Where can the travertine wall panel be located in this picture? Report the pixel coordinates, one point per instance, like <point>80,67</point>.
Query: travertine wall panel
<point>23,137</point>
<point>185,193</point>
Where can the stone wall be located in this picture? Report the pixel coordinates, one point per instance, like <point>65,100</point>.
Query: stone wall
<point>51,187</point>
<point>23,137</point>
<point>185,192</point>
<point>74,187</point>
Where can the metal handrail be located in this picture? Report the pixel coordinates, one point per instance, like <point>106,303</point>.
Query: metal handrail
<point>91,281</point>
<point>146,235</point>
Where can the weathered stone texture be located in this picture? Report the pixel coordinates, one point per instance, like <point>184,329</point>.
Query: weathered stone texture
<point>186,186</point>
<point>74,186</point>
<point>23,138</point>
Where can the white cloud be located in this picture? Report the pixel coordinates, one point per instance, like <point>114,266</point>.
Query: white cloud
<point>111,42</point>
...
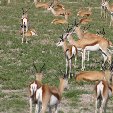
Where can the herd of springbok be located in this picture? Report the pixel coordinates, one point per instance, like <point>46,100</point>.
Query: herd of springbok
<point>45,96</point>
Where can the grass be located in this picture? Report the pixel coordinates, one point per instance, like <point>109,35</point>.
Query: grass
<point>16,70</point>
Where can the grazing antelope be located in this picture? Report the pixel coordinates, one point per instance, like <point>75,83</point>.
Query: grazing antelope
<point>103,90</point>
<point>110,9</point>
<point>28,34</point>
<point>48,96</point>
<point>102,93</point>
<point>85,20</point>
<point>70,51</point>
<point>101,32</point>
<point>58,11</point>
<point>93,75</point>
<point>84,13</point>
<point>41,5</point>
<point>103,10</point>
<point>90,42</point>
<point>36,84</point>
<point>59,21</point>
...
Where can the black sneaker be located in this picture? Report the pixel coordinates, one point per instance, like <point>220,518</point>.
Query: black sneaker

- **Aim**: Copy the lines from the line containing "Where can the travertine" up to and including the line containing "<point>146,235</point>", increasing every coordinate in the answer points by 9.

- **Exercise result**:
Where can the travertine wall panel be located in this picture? Report the pixel coordinates, one point per instance, like <point>80,67</point>.
Query: travertine wall panel
<point>32,146</point>
<point>194,202</point>
Where can the stone wall be located in this picture? Report the pixel coordinates, one point per instance, like <point>65,100</point>.
Query: stone wall
<point>60,196</point>
<point>32,146</point>
<point>194,201</point>
<point>83,196</point>
Where can the metal handrail be located in this picture? Report the pixel coordinates, one point per instance, like <point>106,303</point>.
Query: metal handrail
<point>100,290</point>
<point>155,244</point>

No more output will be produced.